Cheating in WASSCE: WAEC should provide its own supervisors, not GES – EduWatch

Frimpong Collins
Frimpong Collins
2 Min Read

Senior Programme Officer of Africa Education Watch (EduWatch) Divine Kpe has recommended that the Ghana Education Service (GES) should stop providing external supervisors for the West African Senior School Certificate Examination (WASSCE).

Mr. Divine was speaking this morning on Campus Exclusive. He said until GES halts appointment of supervisors for WASSCE, malpractices in the examination will not end.

He advised that the West African Education Council (WAEC) appoints their own supervisors for the exams.

“At EduWatch, we believe that until WAEC gets to appoint all the external supervisors, we will not see an improvement in the irregularities we see at the [WASSCE] examination centres.”

He further explained that GES appointing 80% of the external supervisors for the WASSCE leads to a conflict of interest in the education service, hence reducing integrity in the supervision of the exams.

“Currently, 80% of the external supervisors are appointed by GES and 20% appointed by WAEC. We know GES has an interest, hence appointing GES staff to supervise the entire process. When students pass, it benefits the teachers, so we see a conflict of interest to the extent that supervisors will connive with the students to help them pass their exams.” he added.
*-*-*
▶ _Task instructions_
From the article on WASSCE supervisors, give back word for word the part that opens with the words containing "Mr. Divine was" and closes with "of the exams.".

▶ _Material supplied_
*-*-*
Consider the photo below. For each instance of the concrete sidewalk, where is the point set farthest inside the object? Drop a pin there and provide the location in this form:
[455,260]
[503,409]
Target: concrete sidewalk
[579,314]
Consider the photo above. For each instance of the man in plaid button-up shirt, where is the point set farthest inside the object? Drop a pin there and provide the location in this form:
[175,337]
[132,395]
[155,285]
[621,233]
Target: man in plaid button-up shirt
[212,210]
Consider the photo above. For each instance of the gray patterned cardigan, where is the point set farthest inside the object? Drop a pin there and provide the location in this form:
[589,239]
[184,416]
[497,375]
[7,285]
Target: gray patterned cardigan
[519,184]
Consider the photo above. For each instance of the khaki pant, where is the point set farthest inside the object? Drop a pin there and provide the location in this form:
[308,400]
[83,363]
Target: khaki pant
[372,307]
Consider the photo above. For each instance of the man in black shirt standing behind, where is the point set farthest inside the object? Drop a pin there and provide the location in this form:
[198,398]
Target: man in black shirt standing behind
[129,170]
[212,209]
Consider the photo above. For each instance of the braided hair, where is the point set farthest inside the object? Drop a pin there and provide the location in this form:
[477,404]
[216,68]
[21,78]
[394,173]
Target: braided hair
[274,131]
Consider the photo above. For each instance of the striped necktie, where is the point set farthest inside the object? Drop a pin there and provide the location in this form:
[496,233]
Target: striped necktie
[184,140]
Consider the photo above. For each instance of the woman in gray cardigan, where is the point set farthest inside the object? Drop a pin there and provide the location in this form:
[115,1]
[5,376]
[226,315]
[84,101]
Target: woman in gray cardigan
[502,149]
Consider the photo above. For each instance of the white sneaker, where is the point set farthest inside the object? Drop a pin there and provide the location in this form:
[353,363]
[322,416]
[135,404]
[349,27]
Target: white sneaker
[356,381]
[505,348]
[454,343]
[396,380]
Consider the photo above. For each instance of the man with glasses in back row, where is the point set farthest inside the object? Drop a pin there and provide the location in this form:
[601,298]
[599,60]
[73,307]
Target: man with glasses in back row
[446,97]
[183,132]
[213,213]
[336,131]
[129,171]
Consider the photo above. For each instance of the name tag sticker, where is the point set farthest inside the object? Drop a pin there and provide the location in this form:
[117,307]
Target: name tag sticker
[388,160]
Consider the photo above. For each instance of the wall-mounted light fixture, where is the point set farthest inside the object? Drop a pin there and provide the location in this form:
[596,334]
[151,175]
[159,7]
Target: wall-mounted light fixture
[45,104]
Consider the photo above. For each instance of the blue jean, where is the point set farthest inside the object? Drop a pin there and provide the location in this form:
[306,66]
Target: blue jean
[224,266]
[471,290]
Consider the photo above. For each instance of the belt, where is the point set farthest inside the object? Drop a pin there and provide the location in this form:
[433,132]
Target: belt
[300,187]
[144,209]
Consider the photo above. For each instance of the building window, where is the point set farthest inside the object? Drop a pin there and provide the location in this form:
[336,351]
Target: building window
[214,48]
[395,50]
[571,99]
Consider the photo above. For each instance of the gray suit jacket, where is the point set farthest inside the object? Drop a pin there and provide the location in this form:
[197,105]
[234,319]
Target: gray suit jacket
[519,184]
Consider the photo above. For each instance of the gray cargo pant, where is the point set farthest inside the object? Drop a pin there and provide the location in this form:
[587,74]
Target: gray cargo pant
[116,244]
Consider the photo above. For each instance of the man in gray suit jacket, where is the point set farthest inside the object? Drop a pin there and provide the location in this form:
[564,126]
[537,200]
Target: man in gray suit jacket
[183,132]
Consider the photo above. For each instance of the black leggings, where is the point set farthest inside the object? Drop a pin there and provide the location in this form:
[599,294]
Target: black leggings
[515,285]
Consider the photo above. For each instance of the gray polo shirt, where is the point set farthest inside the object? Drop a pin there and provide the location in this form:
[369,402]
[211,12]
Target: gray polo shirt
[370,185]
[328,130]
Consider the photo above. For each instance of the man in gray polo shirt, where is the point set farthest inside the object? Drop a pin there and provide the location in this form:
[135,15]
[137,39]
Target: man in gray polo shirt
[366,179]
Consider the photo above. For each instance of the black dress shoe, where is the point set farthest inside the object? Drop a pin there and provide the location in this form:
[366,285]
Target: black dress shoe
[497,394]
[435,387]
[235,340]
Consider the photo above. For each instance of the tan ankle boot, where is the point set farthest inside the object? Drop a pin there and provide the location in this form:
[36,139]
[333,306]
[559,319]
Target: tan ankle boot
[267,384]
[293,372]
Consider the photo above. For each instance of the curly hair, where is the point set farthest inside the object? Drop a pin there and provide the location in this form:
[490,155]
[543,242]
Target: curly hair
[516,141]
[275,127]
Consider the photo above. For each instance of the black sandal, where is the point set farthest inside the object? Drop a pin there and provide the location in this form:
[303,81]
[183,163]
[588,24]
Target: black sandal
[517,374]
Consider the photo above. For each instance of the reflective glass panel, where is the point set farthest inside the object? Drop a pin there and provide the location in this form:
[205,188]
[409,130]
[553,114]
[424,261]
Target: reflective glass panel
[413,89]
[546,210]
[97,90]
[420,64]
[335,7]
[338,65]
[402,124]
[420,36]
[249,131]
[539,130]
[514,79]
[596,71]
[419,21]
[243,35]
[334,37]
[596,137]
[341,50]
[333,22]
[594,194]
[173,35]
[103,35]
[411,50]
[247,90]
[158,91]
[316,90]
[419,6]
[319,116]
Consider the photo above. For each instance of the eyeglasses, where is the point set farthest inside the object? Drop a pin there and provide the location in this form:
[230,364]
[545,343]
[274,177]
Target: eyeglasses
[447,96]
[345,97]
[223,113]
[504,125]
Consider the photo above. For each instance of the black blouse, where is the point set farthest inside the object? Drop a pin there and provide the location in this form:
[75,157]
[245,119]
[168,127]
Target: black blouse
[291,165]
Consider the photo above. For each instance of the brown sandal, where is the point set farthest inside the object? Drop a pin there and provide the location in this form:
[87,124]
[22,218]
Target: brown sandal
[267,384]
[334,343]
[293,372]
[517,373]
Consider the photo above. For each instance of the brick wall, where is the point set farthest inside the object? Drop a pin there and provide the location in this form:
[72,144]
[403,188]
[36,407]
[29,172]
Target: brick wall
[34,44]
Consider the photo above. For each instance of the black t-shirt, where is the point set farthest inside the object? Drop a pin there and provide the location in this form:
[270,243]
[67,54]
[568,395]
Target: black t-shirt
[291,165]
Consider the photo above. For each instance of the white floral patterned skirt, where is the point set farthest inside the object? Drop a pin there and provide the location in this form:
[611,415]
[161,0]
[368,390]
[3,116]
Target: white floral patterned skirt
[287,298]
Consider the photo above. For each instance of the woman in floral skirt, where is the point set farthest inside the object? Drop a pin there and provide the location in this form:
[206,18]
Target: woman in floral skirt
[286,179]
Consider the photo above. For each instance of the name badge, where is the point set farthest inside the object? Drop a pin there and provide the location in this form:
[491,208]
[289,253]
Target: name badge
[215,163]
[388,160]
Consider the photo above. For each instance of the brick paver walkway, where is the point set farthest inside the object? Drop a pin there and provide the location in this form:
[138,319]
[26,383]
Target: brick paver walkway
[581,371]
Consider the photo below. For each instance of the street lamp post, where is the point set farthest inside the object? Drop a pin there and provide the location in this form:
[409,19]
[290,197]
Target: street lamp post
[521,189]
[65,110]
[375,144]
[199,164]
*-*-*
▶ _Result of this task_
Mr. Divine was speaking this morning on Campus Exclusive. He said until GES halts appointment of supervisors for WASSCE, malpractices in the examination will not end.

He advised that the West African Education Council (WAEC) appoints their own supervisors for the exams.

“At EduWatch, we believe that until WAEC gets to appoint all the external supervisors, we will not see an improvement in the irregularities we see at the [WASSCE] examination centres.”

He further explained that GES appointing 80% of the external supervisors for the WASSCE leads to a conflict of interest in the education service, hence reducing integrity in the supervision of the exams.